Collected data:
----------------

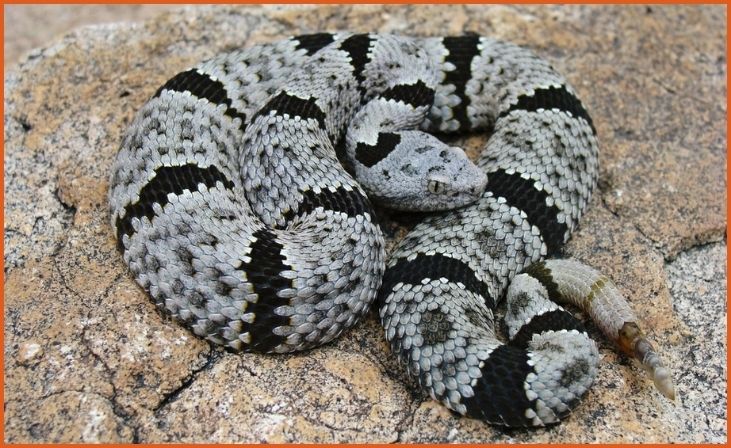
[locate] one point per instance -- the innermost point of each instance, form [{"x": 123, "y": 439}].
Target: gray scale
[{"x": 272, "y": 200}]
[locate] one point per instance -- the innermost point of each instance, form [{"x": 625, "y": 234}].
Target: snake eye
[{"x": 436, "y": 186}]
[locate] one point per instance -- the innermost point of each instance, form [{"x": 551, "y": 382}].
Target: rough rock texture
[{"x": 89, "y": 358}]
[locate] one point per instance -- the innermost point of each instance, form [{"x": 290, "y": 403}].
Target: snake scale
[{"x": 232, "y": 210}]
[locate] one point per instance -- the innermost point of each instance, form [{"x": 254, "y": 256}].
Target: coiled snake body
[{"x": 232, "y": 210}]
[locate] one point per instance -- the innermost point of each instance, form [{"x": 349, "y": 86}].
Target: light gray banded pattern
[{"x": 232, "y": 210}]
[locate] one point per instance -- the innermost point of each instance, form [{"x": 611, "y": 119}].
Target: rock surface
[{"x": 89, "y": 358}]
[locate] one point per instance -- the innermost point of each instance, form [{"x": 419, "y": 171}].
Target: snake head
[{"x": 424, "y": 174}]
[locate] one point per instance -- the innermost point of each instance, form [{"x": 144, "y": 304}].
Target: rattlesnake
[{"x": 233, "y": 212}]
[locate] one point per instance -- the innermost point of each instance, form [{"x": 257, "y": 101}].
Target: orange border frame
[{"x": 2, "y": 176}]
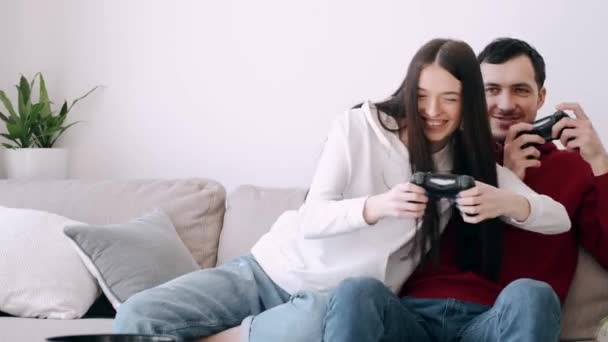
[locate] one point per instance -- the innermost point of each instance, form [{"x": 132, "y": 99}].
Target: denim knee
[
  {"x": 536, "y": 296},
  {"x": 135, "y": 316},
  {"x": 359, "y": 296}
]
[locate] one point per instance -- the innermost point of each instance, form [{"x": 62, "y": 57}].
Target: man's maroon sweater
[{"x": 568, "y": 179}]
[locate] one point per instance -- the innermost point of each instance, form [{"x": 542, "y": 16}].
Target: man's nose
[{"x": 505, "y": 102}]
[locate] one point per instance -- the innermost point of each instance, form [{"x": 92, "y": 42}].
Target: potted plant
[{"x": 33, "y": 130}]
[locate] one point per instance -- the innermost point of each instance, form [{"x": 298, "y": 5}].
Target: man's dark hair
[{"x": 502, "y": 50}]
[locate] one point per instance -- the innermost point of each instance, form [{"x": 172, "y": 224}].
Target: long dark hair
[{"x": 479, "y": 246}]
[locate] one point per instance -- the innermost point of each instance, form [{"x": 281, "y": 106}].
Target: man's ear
[{"x": 542, "y": 95}]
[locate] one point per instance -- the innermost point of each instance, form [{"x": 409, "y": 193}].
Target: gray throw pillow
[{"x": 131, "y": 257}]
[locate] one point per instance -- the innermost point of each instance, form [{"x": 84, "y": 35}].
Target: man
[
  {"x": 448, "y": 302},
  {"x": 445, "y": 302}
]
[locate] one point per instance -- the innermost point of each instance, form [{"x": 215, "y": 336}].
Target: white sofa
[{"x": 216, "y": 229}]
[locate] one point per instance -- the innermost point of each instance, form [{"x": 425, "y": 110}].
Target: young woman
[{"x": 362, "y": 217}]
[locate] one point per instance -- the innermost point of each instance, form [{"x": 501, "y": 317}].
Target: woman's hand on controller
[
  {"x": 484, "y": 201},
  {"x": 404, "y": 200}
]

----------------

-- WHAT TO PRODUCE --
Copy out the records exactly. Do not include the pictures.

-- TASK RESPONSE --
[locate] one point per instance -- the innermost point of each instance, form [{"x": 123, "y": 439}].
Target: gray scale
[{"x": 272, "y": 200}]
[locate] one point per instance -- the innermost point of each instance, form [{"x": 625, "y": 234}].
Target: snake eye
[{"x": 436, "y": 186}]
[locate] one point per instance -- the innermost point of each instance, form [{"x": 551, "y": 382}].
Target: rough rock texture
[{"x": 89, "y": 358}]
[locate] one point per instance -- the innermost point of each instance, form [{"x": 290, "y": 403}].
Target: snake scale
[{"x": 232, "y": 210}]
[locate] one point per instance -- the innermost point of each instance, form [{"x": 254, "y": 256}].
Target: coiled snake body
[{"x": 232, "y": 210}]
[locate] one point per instance -- the innermost point of each instance, form [{"x": 349, "y": 86}].
Target: light gray banded pattern
[{"x": 232, "y": 210}]
[locate] one point per instance -- the innermost point of each instance, form [{"x": 611, "y": 119}].
Target: rock surface
[{"x": 89, "y": 358}]
[locate] one point per instance -- the innermost point of each instance, form [{"x": 419, "y": 171}].
Target: snake head
[{"x": 424, "y": 174}]
[locate] one point per instance -- the innermost point of each instance, form [{"x": 144, "y": 304}].
Target: rattlesnake
[{"x": 233, "y": 212}]
[locate] one point per instance -- the innermost point of each instance, form [{"x": 257, "y": 101}].
Target: orange border frame
[{"x": 2, "y": 176}]
[locate] one point per instance -- the innermost point of each instance, form [{"x": 132, "y": 99}].
Target: denim knee
[
  {"x": 536, "y": 296},
  {"x": 135, "y": 316},
  {"x": 359, "y": 296}
]
[locate] one point per instance -- the innermost point of each instance, form [{"x": 62, "y": 57}].
Target: man's maroon sweater
[{"x": 568, "y": 179}]
[locate] one point per instance -- the innermost point of each instance, form [{"x": 542, "y": 16}].
Target: man's nose
[{"x": 505, "y": 102}]
[locate] one point per instance -- the innermost point of each instance, form [{"x": 92, "y": 42}].
Target: potted plant
[{"x": 33, "y": 130}]
[locate] one point per instance -- the innermost point of each instance, form [{"x": 298, "y": 5}].
Target: man's dark hair
[{"x": 502, "y": 50}]
[locate] one point per instance -- the innermost point of each instance, form [{"x": 172, "y": 224}].
Target: long dark hair
[{"x": 479, "y": 246}]
[locate] one point per instance -- the innermost point of each instance, form [{"x": 281, "y": 106}].
Target: man's ear
[{"x": 542, "y": 95}]
[locate] one point per instance -- the innermost point of each instance, form [{"x": 409, "y": 193}].
Target: gray throw pillow
[{"x": 131, "y": 257}]
[locate] one point per instance -- the innermost point of each instance, form [{"x": 84, "y": 35}].
Target: man
[
  {"x": 448, "y": 302},
  {"x": 445, "y": 302}
]
[locate] one point per instance -- the innermost point of each instance, form [{"x": 215, "y": 336}].
Target: white sofa
[{"x": 216, "y": 229}]
[locate] one point per instance -- the innermost point of each instance, form [{"x": 425, "y": 110}].
Target: young woman
[{"x": 362, "y": 217}]
[locate] one point per instance -- the innermost point of each instance, form [{"x": 501, "y": 317}].
Target: woman's hand on controller
[
  {"x": 484, "y": 201},
  {"x": 404, "y": 200}
]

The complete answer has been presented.